#### [AIM OF THE TASK]
Set down every entry again word for word, please, but skip the pictures.

=== Section Start ===

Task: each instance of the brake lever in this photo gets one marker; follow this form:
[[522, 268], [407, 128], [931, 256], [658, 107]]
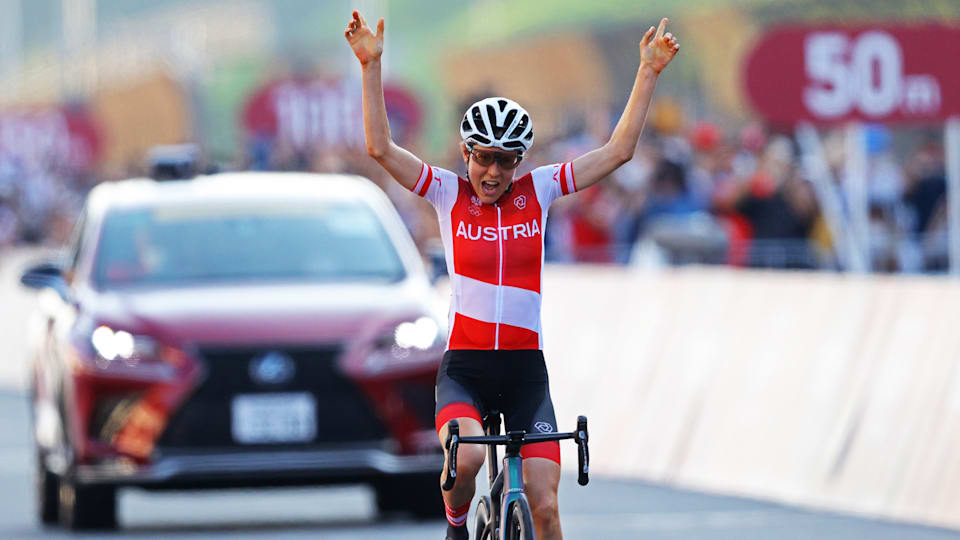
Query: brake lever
[[451, 445], [583, 456]]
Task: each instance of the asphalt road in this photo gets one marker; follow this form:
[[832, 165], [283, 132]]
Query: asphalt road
[[607, 508]]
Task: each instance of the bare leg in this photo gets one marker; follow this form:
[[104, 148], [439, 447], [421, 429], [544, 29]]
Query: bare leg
[[541, 478], [469, 461]]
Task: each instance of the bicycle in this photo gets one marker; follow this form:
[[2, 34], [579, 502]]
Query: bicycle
[[511, 519]]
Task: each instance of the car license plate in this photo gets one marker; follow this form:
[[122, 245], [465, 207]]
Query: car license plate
[[274, 418]]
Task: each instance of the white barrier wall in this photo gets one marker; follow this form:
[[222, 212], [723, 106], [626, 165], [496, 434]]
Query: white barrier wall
[[826, 390], [810, 388], [16, 305]]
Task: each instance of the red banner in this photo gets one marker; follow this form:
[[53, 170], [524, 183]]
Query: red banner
[[63, 138], [871, 73], [307, 113]]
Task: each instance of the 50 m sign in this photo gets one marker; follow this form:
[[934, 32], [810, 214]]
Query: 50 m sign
[[889, 74]]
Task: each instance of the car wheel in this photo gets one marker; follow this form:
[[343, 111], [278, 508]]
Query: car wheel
[[87, 507], [47, 492], [416, 494]]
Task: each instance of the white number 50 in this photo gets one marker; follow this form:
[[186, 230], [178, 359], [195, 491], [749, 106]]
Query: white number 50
[[866, 73]]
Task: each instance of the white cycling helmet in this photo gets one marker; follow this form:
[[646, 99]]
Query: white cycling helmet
[[499, 122]]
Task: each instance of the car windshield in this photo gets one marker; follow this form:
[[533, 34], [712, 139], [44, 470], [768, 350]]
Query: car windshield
[[242, 242]]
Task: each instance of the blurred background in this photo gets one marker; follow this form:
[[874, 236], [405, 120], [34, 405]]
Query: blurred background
[[787, 135], [720, 176]]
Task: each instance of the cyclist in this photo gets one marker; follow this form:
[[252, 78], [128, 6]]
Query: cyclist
[[492, 229]]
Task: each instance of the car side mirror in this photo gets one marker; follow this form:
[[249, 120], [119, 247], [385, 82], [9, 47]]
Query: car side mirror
[[44, 275], [436, 263]]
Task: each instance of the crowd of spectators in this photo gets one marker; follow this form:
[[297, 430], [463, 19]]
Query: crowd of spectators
[[741, 197], [705, 194]]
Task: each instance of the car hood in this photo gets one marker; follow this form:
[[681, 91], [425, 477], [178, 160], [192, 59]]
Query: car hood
[[264, 313]]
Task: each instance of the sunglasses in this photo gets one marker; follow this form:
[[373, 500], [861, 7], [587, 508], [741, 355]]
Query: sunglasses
[[485, 158]]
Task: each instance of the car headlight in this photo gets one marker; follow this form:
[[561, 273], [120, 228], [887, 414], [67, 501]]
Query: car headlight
[[112, 345], [421, 334], [406, 343]]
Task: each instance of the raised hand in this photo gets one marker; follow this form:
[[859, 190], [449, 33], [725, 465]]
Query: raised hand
[[365, 44], [657, 50]]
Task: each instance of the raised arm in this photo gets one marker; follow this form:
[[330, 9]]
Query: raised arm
[[656, 51], [400, 163]]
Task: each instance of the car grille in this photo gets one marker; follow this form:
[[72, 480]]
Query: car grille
[[344, 413]]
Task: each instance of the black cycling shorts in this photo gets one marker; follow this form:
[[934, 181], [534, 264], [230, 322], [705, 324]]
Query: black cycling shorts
[[472, 382]]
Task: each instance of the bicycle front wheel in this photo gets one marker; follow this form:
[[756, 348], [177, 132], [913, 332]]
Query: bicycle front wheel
[[520, 524]]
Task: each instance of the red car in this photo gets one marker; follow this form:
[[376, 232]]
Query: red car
[[236, 330]]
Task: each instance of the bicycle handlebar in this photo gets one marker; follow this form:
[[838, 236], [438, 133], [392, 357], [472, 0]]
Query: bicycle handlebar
[[583, 453], [520, 438]]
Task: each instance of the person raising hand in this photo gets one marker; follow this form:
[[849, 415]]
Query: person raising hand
[[491, 225]]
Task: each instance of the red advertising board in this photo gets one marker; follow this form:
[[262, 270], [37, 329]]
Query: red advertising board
[[318, 113], [878, 73], [62, 138]]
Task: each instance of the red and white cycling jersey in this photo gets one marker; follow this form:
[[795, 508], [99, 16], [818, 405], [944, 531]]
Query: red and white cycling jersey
[[494, 255]]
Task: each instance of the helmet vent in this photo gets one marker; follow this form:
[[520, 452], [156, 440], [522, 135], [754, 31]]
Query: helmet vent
[[478, 120], [521, 126]]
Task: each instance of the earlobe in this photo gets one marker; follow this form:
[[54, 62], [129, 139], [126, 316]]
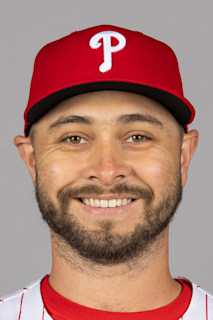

=== Section End ===

#### [WRITTEN ANSWER]
Task: each instance of the brake lever in this photo gets one marker; follow this form:
[[522, 268], [407, 128], [931, 256], [658, 107]]
Query: brake lever
[[451, 445], [583, 456]]
Task: each instance of the asphalt road in this photo gets one marker; follow this form:
[[832, 165], [283, 132]]
Query: asphalt road
[[607, 508]]
Task: each instance of the bare leg in this photo gets one marker; follow this form:
[[104, 148], [439, 447], [421, 429], [544, 29]]
Query: bare leg
[[541, 478], [469, 461]]
Task: each instance of the bicycle in this photo gets one marker; follow this form:
[[2, 34], [579, 502]]
Query: bicycle
[[511, 519]]
Task: each instance of the car license plate in this photo gets one marker; follow this form:
[[122, 245], [465, 207]]
Query: car license plate
[[274, 418]]
Task: each instance of the white barrier wall in this photo gets one marker; follow this form:
[[222, 212], [723, 106], [626, 165], [496, 434]]
Query: white barrier wall
[[826, 390], [810, 388], [16, 305]]
Task: each instance of the red banner in this photo gets one marker; follow this form:
[[53, 170], [524, 183]]
Query: red banner
[[63, 138], [871, 73], [307, 113]]
Task: each instance of the 50 m sign in this photo gets one marker; follow this form:
[[934, 32], [810, 214]]
Query: 50 m sign
[[889, 74]]
Task: each instance of the car wheel in this photo gets one marker; follow this form:
[[343, 111], [278, 508]]
Query: car wheel
[[87, 507], [47, 492], [416, 494]]
Task: each instance of the white number 50 in this photo gets one marker; follow this form:
[[186, 230], [178, 359], [195, 491], [749, 106]]
Query: white number 50
[[866, 73]]
Task: each instance of the white cycling helmet in this photo gets one marker; follow this form:
[[646, 99]]
Query: white cycling helmet
[[499, 122]]
Task: each instance of the car windshield in this photo gets one marker; follow this form:
[[533, 34], [712, 139], [44, 470], [768, 350]]
Query: car windshield
[[242, 242]]
Task: each instance of the blurred background in this photo gets one marker; follow this form:
[[874, 236], [405, 120], [34, 405]]
Query: blurred background
[[787, 135], [720, 176]]
Task: each instance of the cyclist in this photo gets one marker; follow this form:
[[252, 78], [128, 6]]
Query: cyclist
[[492, 229]]
Task: each instance of the car side mirror in this photo gets one marker; follow this form:
[[249, 120], [119, 247], [385, 82], [9, 47]]
Query: car side mirror
[[44, 275], [436, 263]]
Task: each instance of the crowd of spectators in this photo gets one marker; follow this form:
[[297, 430], [463, 19]]
Query: crowd of spectators
[[741, 197], [705, 194]]
Task: each instance of the car hood in this photo gets one marker; follow this form:
[[681, 91], [425, 477], [178, 160], [192, 59]]
Query: car hood
[[264, 313]]
Task: each instance of the sunglasses in this photo gets one marker; follow this form:
[[373, 500], [861, 7], [587, 508], [741, 355]]
Query: sunglasses
[[485, 158]]
Task: each instance of the car headlight in this photo gets one marker; follow this form:
[[561, 273], [120, 228], [887, 414], [67, 501]]
Query: car headlight
[[112, 345], [421, 334], [406, 343]]
Task: each instance of the raised hand in this photo gets one marker; follow this form:
[[859, 190], [449, 33], [725, 465]]
Query: raised hand
[[365, 44], [657, 50]]
Task: each instance of the raised arm in this photo gets one marker; follow this form:
[[330, 9]]
Query: raised arm
[[656, 51], [400, 163]]
Task: each instance of the car grille in this photo gets one marker; follow this form:
[[72, 480]]
Query: car grille
[[344, 413]]
Task: each instance of the black cycling shorts in this photo gets one marker; follow this form:
[[934, 181], [534, 264], [230, 322], [705, 324]]
Query: black cycling shorts
[[472, 382]]
Task: each instance of the bicycle front wheel in this photo gets one marker; follow this form:
[[756, 348], [177, 132], [913, 332]]
Query: bicycle front wheel
[[520, 524]]
Task: each instance of the red car in this photo gets one marker; follow this form:
[[376, 232]]
Query: red car
[[236, 330]]
Task: each instance of the bicycle handlebar in this photo gets one marker; follow this form:
[[838, 236], [438, 133], [392, 357], [472, 0]]
Query: bicycle handlebar
[[583, 453], [520, 438]]
Task: each instance of the person raising hand in this photo gets one marker; follow this form:
[[849, 415]]
Query: person raising hand
[[491, 225]]
Task: each instance of the red advertising board in this photo gets one marker; follow this form:
[[262, 270], [37, 329]]
Query: red advertising board
[[318, 113], [878, 73], [62, 138]]
Task: each instance of the red and white cycling jersey in this photo gets one marker; follow this form:
[[795, 508], [99, 16], [818, 405], [944, 531]]
Query: red and white cycling jersey
[[494, 255]]
Task: each instance of the helmet vent in this photo gets one marker; follow this form:
[[520, 452], [156, 440], [522, 135], [754, 31]]
Query: helmet vent
[[478, 120], [521, 126]]
Task: each instance of the earlobe in this photo gets one marker; follow this form:
[[54, 62], [129, 139], [126, 316]]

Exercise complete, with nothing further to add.